Directions for this task
Set down the entries once more exactly as they were written.

** The records follows **

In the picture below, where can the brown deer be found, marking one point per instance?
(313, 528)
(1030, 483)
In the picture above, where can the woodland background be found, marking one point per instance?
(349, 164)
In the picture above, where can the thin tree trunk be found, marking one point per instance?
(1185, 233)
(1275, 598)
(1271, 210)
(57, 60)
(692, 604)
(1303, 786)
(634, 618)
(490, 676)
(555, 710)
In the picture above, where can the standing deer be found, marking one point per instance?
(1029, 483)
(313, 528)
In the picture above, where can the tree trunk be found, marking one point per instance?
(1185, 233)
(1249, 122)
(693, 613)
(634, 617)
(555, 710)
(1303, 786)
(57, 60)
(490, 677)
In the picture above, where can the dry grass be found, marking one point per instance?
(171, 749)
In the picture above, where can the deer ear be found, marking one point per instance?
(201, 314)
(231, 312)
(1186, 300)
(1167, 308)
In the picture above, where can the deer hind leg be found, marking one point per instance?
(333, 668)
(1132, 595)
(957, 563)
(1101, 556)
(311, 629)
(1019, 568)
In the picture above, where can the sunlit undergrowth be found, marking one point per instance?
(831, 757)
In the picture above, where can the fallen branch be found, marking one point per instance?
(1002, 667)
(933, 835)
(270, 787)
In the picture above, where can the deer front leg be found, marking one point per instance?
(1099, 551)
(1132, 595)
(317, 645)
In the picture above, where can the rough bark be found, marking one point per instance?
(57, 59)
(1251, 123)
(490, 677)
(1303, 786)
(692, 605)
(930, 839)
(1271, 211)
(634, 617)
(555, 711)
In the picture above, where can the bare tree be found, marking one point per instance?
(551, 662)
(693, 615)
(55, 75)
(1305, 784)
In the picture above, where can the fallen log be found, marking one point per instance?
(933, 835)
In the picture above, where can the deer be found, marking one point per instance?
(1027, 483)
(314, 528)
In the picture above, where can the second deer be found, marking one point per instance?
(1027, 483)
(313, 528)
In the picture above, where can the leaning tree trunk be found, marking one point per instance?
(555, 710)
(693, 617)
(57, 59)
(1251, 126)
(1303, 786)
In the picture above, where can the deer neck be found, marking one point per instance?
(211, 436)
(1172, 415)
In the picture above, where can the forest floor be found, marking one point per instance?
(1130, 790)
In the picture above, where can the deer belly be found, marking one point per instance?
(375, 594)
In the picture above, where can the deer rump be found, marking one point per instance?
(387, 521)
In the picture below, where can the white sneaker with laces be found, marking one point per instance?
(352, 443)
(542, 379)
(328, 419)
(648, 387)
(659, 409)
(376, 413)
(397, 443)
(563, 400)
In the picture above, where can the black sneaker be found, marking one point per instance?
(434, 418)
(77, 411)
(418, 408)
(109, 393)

** End of The records **

Exercise result
In the picture below, where can the brown deer be found, marking one point per instance?
(313, 528)
(1030, 483)
In the picture above, where can the woodland background be found, marking one point per instance?
(349, 164)
In the picture above, where can the thin tree trunk be found, marking one point per instance?
(1185, 233)
(1275, 598)
(1271, 210)
(57, 60)
(692, 604)
(1303, 786)
(634, 618)
(490, 676)
(555, 710)
In the picture above, where can the standing deer be found, marking one point per instance?
(1029, 483)
(313, 528)
In the picture above, where can the tree trunk be found, marking one point per instance?
(1185, 233)
(1249, 122)
(693, 613)
(634, 617)
(555, 710)
(1303, 786)
(57, 60)
(490, 677)
In the picture above, where can the dry grass be found, marking one point per instance?
(171, 749)
In the picture above, where can the deer ear be found, marking one point per instance?
(201, 314)
(231, 312)
(1186, 300)
(1167, 308)
In the picture above, where can the deer hind leg be found, marking one point per instance?
(333, 668)
(1132, 595)
(957, 563)
(1101, 556)
(311, 629)
(1019, 568)
In the picture above, where can the sunlit undergrowth be found, marking one point per instance?
(831, 757)
In the picture above, where can the fallen branch be found, marking one point per instance?
(1002, 667)
(933, 835)
(270, 787)
In the picture above, where can the deer front leg be found, marking one point per instance?
(1099, 551)
(1132, 595)
(317, 645)
In the picture above, where can the rough bark be found, marking one point per instance?
(57, 59)
(1251, 123)
(490, 677)
(1303, 786)
(692, 605)
(930, 839)
(1271, 211)
(634, 617)
(555, 711)
In the picture above, where can the bare tree be found, marking one point per instance?
(551, 662)
(693, 615)
(55, 75)
(1305, 784)
In the picture above, where can the fallen log be found, marking one point per instance?
(933, 835)
In the picture above, where can the deer be found, marking one point per instance?
(1027, 483)
(314, 528)
In the picture above, where can the second deer be found, marking one point per instance?
(1027, 483)
(313, 528)
In the picture above, where can the leaning tree trunk be found, marking one point per instance?
(555, 710)
(693, 617)
(57, 59)
(1251, 126)
(1303, 786)
In the picture above, where can the deer neck be found, marking one point per instance?
(211, 436)
(1172, 415)
In the picture above, where can the forest floor be found, marking one point per instance?
(1130, 790)
In the picture above, where can the deer belly be found, marking one point per instance?
(375, 594)
In the picture above, where can the deer rump be found, marking one point per instance?
(387, 521)
In the picture below, where can the white sneaker with laces be found, marking one point per instance?
(352, 443)
(542, 379)
(328, 419)
(648, 387)
(659, 409)
(376, 413)
(397, 443)
(563, 400)
In the picture above, where can the black sneaker be found, marking one point per instance?
(434, 418)
(77, 411)
(418, 408)
(109, 393)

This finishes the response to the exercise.